EXERCISE DATA =>
────────

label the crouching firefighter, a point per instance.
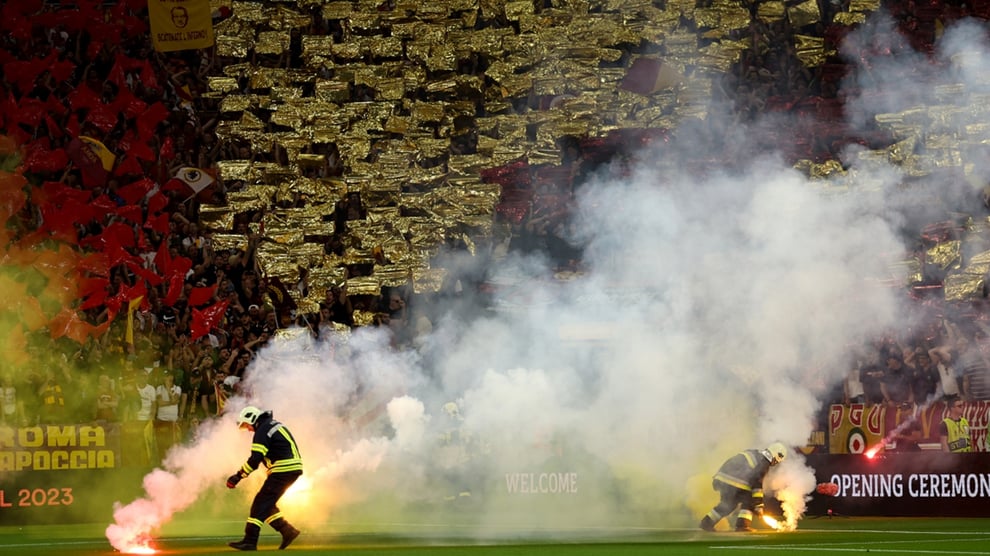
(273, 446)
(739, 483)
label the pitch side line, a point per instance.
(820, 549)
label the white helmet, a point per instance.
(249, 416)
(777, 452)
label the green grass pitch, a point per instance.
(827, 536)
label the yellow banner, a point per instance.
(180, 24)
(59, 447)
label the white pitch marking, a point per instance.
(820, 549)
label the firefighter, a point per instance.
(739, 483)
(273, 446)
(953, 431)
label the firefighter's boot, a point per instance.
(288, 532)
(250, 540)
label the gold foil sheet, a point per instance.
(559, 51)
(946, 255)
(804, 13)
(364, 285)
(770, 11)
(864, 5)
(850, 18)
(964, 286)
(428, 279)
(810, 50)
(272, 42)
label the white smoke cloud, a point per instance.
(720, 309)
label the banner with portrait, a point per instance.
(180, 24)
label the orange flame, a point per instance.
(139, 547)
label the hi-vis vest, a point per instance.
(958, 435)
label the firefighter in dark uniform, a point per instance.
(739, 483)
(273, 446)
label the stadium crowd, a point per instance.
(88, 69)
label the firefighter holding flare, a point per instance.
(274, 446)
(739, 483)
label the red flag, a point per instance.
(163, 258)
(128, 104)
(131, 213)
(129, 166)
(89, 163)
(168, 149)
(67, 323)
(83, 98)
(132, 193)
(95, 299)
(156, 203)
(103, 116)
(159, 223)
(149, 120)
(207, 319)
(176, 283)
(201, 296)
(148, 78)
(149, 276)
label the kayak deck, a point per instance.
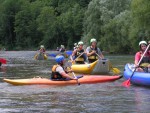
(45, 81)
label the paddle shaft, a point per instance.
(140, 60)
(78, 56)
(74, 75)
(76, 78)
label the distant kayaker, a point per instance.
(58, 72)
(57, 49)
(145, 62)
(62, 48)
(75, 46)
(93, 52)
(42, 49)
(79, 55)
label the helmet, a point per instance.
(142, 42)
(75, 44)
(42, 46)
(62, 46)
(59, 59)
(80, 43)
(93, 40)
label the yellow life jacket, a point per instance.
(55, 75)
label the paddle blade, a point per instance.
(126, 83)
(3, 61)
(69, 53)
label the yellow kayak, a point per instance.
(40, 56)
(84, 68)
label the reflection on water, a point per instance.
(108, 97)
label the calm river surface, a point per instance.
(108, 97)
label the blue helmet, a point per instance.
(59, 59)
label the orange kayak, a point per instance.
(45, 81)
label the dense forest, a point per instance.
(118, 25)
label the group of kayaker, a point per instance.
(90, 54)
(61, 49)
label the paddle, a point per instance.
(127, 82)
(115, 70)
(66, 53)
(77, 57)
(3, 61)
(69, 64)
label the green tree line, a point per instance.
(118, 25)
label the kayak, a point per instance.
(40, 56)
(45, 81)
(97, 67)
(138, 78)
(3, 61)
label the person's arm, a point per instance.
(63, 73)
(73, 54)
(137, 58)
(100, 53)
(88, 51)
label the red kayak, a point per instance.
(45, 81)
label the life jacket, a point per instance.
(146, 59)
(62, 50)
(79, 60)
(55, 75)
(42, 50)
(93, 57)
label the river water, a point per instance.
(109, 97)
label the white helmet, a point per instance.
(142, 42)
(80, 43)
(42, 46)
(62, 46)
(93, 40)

────────

TASK DIRECTIONS => Return each item above word for word, leaving out the pictures.

OUTPUT =>
label the crouching firefighter, a point per instance.
(273, 446)
(739, 483)
label the pitch side line, a point per instance.
(820, 549)
label the white helmet, a point per instance.
(249, 416)
(777, 452)
label the green grass pitch, a point per instance.
(827, 536)
label the yellow banner, a point per instance.
(180, 24)
(59, 447)
label the white pitch marking, a point per instance.
(820, 549)
label the firefighter, a point per instance.
(739, 483)
(273, 446)
(953, 431)
label the firefighter's boot, a point per instance.
(288, 532)
(250, 540)
label the gold foil sheet, a point per instance.
(559, 51)
(946, 255)
(804, 13)
(364, 285)
(770, 11)
(864, 5)
(850, 18)
(964, 286)
(428, 279)
(810, 50)
(272, 42)
label the white smoke cloud, a point per instance.
(720, 309)
label the banner with portrait, a point per instance.
(180, 24)
label the orange flame, a point per instance.
(139, 547)
label the hi-vis vest, a point per instance.
(958, 435)
label the firefighter in dark uniform, a point per instance.
(739, 483)
(273, 446)
label the stadium crowd, a point per instance.
(88, 69)
label the firefighter holding flare, a point per instance.
(274, 446)
(739, 483)
label the red flag, a point per instance.
(163, 258)
(128, 104)
(131, 213)
(129, 166)
(89, 163)
(168, 149)
(67, 323)
(83, 98)
(132, 193)
(95, 299)
(156, 203)
(103, 116)
(159, 223)
(149, 120)
(207, 319)
(176, 283)
(201, 296)
(148, 78)
(149, 276)
label the kayak deck, a point per instance.
(45, 81)
label the paddle shaft, a point per instance.
(140, 60)
(78, 56)
(74, 75)
(76, 78)
label the distant kayaker, a point per instance.
(58, 72)
(57, 49)
(145, 62)
(62, 48)
(75, 46)
(93, 52)
(42, 49)
(79, 55)
label the helmet, a point per instance.
(142, 42)
(75, 44)
(42, 46)
(62, 46)
(59, 59)
(80, 43)
(93, 40)
label the yellow life jacket, a point per instance.
(55, 75)
label the paddle blade, a point per instance.
(126, 83)
(3, 61)
(69, 53)
label the yellow kayak, a point per instance.
(40, 56)
(84, 68)
label the reflection on water, a point per instance.
(108, 97)
label the calm river surface, a point per instance.
(108, 97)
label the blue helmet, a point per instance.
(59, 59)
label the orange kayak, a point per instance.
(45, 81)
label the dense forest, a point per instance.
(118, 25)
label the group of kayaker, a point per instance.
(90, 54)
(61, 49)
label the paddle, a point per instance.
(127, 82)
(115, 70)
(66, 53)
(77, 57)
(3, 61)
(69, 64)
label the green tree line, a point per instance.
(118, 25)
label the kayak, a point per instance.
(40, 56)
(45, 81)
(97, 67)
(138, 78)
(3, 61)
label the person's arm, a point per instance.
(63, 73)
(73, 54)
(137, 58)
(100, 53)
(88, 51)
label the red kayak, a point per instance.
(45, 81)
label the life jacket, a point per instance.
(146, 59)
(62, 50)
(79, 60)
(55, 75)
(42, 50)
(93, 57)
label the river water, a point per instance.
(109, 97)
label the white helmet, a point per instance.
(142, 42)
(80, 43)
(42, 46)
(62, 46)
(93, 40)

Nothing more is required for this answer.